:: ESTRATTO DELLA PAGINA ::
===============

La terza stagione è ancora positiva (altri due gol in campionato, uno bellissimo contro il Genoa), e registra anche la sua prima partecipazione alla Champions: nella notte di Londra contro il Chelsea, sul risultato di 2-1 per i londinesi, va vicinissimo a segnare quello che probabilmente sarebbe stato il gol-qualificazione, facendosi ipnotizzare da Cech che gli devia il tiro sul palo. Poi l’annata 2012/2013, l’ultima a pieno regime: 32 presenze iniziali, 6 assist e la certezza di essere entrato nel gotha europeo del ruolo.

Da qui comincia il down, e non è facile ripercorrere tutti i momenti di questi due anni e mezzo, tormentati da un’infinita serie di infortuni. Oggi sembra incredibile a dirsi ma Zúñiga è un pezzo importante della storia recente del Napoli, ha scritto pagine belle che iniziano a rovinarsi proprio da qui. Secondo i maligni, i problemi di Zúñiga cominciano quando, tra estate e autunno del 2013, si fa un gran parlare di squadroni interessati ai suoi servizi (secondo alcuni, per lui, oltre alla Juventus, si scomodò addirittura il Barcellona). Il primo Napoli di Benitez lo elegge terzino sinistro titolare, lui ricambia interpretando bene il ruolo e facendo pace col pubblico con il gol nell’amichevole col Galatasaray (e saltellando al coro del “chi non salta è juventino”). Un peccato l’autogol nella sfida col Borussia Dortmund, che alla fine risulterà decisivo nella differenza reti che elimina gli azzurri a dodici punti nel girone. Il rinnovo del contratto, firmato con tanto di annuncio in pompa magna durante la trasferta londinese del Napoli per la sfida all’Arsenal, pareva aver appianato tutte le divergenze di mercato con la società. Il rinnovo è datato 1° ottobre, così come il match coi Gunners. L’ultimo giocato da titolare prima di uno stop che viene inizialmente giustificato con un intervento al menisco, prognosi di un mese, ma che poi dura l’intera stagione.

===============

:: SEZIONE DATI ::
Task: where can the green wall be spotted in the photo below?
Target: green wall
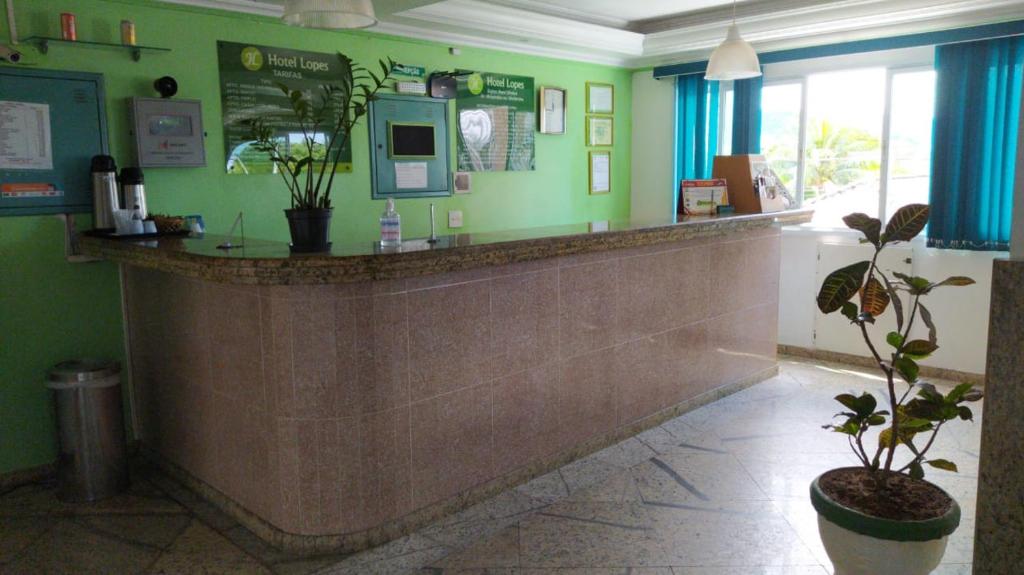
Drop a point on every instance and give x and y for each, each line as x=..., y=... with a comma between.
x=51, y=310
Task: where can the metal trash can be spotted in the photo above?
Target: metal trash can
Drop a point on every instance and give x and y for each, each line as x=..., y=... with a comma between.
x=92, y=461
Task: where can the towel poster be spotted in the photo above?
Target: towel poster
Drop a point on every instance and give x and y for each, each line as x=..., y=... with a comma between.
x=497, y=116
x=250, y=79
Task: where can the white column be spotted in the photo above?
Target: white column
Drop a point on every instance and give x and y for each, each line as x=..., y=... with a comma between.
x=651, y=188
x=1017, y=230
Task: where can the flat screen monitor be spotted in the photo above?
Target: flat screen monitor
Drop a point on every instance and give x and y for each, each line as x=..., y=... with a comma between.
x=409, y=140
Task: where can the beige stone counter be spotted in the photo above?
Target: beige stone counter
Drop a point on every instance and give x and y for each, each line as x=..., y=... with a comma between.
x=345, y=413
x=269, y=263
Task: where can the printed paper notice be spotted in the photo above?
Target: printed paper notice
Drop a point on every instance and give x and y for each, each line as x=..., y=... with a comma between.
x=25, y=136
x=600, y=173
x=410, y=175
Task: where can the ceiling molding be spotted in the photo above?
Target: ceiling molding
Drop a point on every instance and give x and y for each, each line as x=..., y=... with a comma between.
x=435, y=34
x=529, y=27
x=786, y=31
x=245, y=6
x=576, y=14
x=768, y=25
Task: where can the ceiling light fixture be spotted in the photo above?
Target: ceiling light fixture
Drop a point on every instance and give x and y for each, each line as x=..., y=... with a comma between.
x=330, y=14
x=734, y=58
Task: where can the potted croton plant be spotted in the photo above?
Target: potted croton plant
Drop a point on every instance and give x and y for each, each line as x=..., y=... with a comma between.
x=882, y=517
x=330, y=114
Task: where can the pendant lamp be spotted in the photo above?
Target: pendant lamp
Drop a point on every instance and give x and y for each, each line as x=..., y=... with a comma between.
x=734, y=58
x=330, y=14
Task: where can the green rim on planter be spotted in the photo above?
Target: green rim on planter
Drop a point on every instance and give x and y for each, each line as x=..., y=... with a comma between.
x=889, y=529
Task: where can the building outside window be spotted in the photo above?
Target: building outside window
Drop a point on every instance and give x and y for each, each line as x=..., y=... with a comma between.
x=849, y=140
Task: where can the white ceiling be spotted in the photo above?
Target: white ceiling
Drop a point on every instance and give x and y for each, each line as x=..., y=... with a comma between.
x=641, y=33
x=616, y=13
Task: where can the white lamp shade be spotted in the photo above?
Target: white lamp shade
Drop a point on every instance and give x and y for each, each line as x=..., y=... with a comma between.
x=331, y=14
x=733, y=59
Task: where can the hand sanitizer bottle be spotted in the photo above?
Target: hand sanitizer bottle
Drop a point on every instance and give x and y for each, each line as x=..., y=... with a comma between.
x=390, y=226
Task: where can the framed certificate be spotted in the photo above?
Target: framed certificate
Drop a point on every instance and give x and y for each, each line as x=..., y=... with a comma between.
x=600, y=130
x=552, y=108
x=600, y=172
x=600, y=98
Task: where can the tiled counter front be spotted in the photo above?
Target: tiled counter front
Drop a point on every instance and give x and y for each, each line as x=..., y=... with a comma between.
x=352, y=412
x=999, y=530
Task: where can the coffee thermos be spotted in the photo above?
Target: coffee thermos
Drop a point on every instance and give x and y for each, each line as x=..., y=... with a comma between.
x=133, y=190
x=105, y=197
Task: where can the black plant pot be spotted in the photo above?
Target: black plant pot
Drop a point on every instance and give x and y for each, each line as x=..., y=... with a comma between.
x=310, y=229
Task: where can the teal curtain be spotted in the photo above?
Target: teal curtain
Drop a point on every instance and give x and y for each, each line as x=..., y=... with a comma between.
x=974, y=143
x=747, y=116
x=696, y=127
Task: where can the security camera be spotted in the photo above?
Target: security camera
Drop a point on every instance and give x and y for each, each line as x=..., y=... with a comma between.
x=9, y=54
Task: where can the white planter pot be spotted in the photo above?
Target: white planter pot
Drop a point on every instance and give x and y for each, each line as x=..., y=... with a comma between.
x=860, y=544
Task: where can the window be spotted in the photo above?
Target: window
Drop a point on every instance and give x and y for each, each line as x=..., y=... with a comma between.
x=725, y=122
x=826, y=136
x=780, y=108
x=909, y=138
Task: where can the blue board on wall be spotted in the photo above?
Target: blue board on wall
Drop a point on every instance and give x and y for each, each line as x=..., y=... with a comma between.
x=409, y=146
x=75, y=104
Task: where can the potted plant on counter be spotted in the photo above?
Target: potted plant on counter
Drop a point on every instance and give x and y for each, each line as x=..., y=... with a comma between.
x=326, y=120
x=882, y=517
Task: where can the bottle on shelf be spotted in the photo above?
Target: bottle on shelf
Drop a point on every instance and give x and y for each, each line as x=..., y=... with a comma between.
x=390, y=226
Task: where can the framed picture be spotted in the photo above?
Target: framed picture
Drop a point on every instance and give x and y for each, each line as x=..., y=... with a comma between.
x=552, y=108
x=600, y=98
x=600, y=172
x=600, y=130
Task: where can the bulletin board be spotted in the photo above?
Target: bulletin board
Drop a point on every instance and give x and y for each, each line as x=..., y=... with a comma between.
x=497, y=122
x=51, y=125
x=250, y=80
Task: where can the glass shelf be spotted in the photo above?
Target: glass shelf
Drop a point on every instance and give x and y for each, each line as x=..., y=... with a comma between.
x=43, y=43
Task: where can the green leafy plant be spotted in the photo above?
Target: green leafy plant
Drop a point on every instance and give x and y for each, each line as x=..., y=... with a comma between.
x=909, y=415
x=332, y=113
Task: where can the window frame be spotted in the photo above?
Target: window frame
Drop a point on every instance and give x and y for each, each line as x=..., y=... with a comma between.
x=790, y=78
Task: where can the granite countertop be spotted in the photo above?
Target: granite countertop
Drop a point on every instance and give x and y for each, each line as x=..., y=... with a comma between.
x=270, y=263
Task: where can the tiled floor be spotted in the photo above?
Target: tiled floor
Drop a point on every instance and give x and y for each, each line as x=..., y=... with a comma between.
x=719, y=491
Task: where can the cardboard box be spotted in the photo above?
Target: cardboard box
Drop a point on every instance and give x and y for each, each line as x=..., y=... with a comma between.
x=700, y=197
x=753, y=186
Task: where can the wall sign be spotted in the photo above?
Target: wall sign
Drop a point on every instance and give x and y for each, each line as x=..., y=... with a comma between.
x=250, y=76
x=497, y=118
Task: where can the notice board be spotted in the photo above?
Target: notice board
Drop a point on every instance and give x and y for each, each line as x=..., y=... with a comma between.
x=250, y=79
x=497, y=116
x=51, y=125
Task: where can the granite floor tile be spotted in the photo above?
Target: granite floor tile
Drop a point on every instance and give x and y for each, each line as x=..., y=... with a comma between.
x=547, y=488
x=401, y=556
x=721, y=490
x=953, y=569
x=40, y=499
x=72, y=548
x=753, y=570
x=696, y=478
x=500, y=549
x=16, y=533
x=729, y=534
x=155, y=531
x=202, y=550
x=590, y=534
x=597, y=571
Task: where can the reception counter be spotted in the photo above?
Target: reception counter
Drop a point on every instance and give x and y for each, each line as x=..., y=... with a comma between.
x=336, y=401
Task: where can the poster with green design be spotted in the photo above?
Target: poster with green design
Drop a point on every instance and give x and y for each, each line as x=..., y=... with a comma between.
x=250, y=80
x=497, y=117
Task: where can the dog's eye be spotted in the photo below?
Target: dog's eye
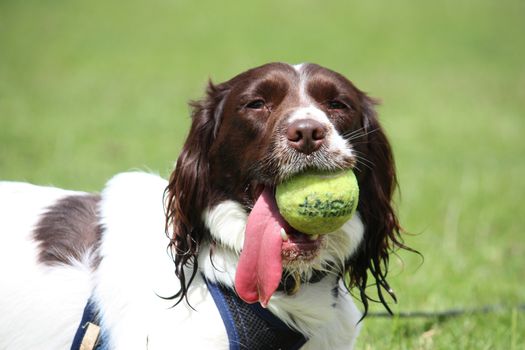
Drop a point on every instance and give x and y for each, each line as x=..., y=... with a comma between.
x=256, y=104
x=335, y=104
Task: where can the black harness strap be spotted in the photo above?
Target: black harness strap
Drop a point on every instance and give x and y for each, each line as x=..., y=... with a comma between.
x=250, y=326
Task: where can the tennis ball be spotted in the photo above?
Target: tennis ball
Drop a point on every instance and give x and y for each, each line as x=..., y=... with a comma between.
x=318, y=202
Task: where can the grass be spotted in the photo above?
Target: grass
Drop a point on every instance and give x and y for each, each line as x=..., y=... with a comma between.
x=88, y=89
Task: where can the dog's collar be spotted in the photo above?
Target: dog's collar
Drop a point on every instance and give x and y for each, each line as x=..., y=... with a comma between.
x=89, y=335
x=290, y=284
x=250, y=326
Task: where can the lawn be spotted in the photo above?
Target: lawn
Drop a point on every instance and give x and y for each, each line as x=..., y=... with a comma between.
x=92, y=88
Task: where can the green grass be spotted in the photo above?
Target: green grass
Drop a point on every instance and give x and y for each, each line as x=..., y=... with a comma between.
x=88, y=89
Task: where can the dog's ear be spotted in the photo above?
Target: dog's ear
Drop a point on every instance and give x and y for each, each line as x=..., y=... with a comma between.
x=188, y=190
x=377, y=182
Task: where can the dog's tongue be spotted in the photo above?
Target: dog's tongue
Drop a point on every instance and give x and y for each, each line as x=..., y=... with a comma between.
x=260, y=266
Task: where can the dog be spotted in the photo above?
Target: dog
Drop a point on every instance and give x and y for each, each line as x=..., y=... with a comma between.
x=160, y=264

===============

:: ISTRUZIONI DA SEGUIRE ::
Stabilisci se ciascuna affermazione concorda con l'estratto su Zúñiga, rispondendo sì o no e citando alla lettera le parole che lo decidono: (a) nella notte di Londra contro il Chelsea, Cech devia sul palo un tiro di Zúñiga; (b) nell'annata 2012/2013 Zúñiga mette a segno 6 gol; (c) lo stop iniziato dopo la partita con l'Arsenal dura un mese.

:: RISPOSTA AL COMPITO ::
(a) Sì: «facendosi ipnotizzare da Cech che gli devia il tiro sul palo».
(b) No: «32 presenze iniziali, 6 assist».
(c) No: «prognosi di un mese, ma che poi dura l’intera stagione».